**TASK REQUIREMENTS:** Give these lines again with every "gray hair" changed to "white hair" and nothing else altered.

**INPUT DATA:**
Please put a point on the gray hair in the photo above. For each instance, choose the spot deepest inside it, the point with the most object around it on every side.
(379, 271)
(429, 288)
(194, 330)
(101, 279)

**WRITTEN SOLUTION:**
Please put a point on the white hair in the photo above. For each instance, choose the spot deepest inside it, the point with the most object around it on every side.
(379, 271)
(429, 288)
(194, 330)
(101, 279)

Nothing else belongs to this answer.